- [SET PROBLEM]: Pull the lines from the records below without changing a word. Begin at the line that contains "Where can you spot the green" and stop after the line that contains "Where can you spot the wagon".

- [TASK DATA]:
####################

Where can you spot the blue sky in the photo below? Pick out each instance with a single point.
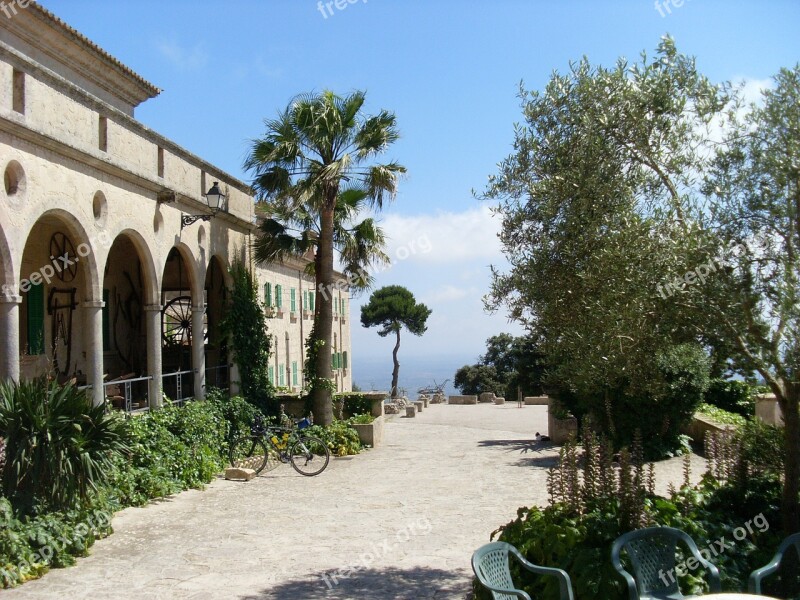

####################

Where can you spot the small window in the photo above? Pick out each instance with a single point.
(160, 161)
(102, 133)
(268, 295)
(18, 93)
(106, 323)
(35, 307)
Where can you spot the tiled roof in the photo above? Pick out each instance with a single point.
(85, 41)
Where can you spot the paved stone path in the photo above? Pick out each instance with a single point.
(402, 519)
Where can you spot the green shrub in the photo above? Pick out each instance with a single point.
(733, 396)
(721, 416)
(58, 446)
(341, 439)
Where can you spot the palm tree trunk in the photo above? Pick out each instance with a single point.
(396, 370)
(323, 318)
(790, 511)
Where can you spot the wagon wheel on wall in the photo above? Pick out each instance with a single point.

####################

- [EXPECTED ANSWER]:
Where can you spot the green shrub in the photo above? Pick out each instance with a single point.
(733, 396)
(721, 416)
(58, 446)
(341, 439)
Where can you spot the palm tree trunk in the photo above? Pick out each instance with a single point.
(396, 370)
(323, 318)
(790, 511)
Where can you spot the wagon wheel on wall in the photo above? Pick out each instance with a single point.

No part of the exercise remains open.